▶ [WHAT IS NEEDED]: Put the lines into a numbered list, starting at the line that contains "In this picture, where can the indonesian" and ending after the line that contains "point(178, 35)", and leave out any blank lines.

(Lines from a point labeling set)
● ● ● ● ●

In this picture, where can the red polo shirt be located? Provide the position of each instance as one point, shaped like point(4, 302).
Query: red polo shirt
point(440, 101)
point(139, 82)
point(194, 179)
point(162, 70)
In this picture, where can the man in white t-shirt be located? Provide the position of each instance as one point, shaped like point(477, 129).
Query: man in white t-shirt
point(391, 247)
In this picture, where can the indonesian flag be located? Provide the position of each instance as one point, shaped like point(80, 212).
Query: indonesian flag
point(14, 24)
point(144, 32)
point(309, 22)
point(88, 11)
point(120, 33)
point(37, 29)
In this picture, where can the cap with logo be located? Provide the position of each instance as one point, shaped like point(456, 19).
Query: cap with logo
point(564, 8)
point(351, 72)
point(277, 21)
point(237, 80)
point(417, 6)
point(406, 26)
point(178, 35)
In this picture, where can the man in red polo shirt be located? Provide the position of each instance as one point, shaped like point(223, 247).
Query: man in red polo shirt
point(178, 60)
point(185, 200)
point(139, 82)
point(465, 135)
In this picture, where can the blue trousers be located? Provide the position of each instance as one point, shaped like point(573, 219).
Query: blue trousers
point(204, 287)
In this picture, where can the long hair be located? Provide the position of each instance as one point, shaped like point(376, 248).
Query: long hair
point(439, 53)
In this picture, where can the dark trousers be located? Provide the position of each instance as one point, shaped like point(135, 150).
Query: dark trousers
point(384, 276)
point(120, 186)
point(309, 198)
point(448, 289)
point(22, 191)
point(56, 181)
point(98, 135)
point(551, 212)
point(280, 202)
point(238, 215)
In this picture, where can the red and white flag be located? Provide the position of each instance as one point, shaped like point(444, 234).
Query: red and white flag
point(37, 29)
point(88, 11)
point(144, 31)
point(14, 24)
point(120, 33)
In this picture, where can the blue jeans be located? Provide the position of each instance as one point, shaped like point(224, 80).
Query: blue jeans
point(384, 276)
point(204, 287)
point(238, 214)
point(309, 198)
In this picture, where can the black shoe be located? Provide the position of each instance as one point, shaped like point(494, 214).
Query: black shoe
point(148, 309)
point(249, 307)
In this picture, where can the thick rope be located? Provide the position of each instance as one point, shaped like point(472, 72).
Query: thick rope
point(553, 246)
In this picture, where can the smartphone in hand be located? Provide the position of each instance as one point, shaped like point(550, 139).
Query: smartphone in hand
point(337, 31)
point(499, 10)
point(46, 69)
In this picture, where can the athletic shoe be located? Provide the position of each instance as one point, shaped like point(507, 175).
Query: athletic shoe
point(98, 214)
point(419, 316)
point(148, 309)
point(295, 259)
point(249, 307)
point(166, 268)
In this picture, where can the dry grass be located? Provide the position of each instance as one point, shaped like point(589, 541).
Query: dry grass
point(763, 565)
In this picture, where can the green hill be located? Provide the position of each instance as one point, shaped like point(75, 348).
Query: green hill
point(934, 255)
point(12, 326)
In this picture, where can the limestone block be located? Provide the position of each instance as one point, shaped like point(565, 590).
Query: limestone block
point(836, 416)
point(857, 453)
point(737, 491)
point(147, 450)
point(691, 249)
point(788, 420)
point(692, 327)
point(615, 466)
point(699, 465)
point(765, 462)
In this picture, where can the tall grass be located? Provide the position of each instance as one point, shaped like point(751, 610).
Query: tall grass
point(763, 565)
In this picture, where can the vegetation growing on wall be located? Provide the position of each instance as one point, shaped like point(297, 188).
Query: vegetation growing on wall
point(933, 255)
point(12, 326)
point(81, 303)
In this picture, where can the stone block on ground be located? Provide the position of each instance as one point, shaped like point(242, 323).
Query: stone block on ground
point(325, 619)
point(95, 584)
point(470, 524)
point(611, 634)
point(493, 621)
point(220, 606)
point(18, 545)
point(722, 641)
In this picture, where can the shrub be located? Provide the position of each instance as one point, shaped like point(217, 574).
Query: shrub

● ● ● ● ●

▶ [THE REPLY]:
1. In this picture, where can the indonesian flag be located? Provide the position of each instance as one point, shaped like point(80, 212).
2. Query: indonesian flag
3. point(14, 24)
4. point(144, 32)
5. point(309, 22)
6. point(88, 11)
7. point(120, 33)
8. point(37, 29)
9. In this picture, where can the cap with logo be located? Provide the position of each instance as one point, shaped like point(456, 19).
10. Query: cap with logo
11. point(564, 8)
12. point(351, 72)
13. point(277, 21)
14. point(237, 80)
15. point(417, 6)
16. point(406, 26)
17. point(178, 35)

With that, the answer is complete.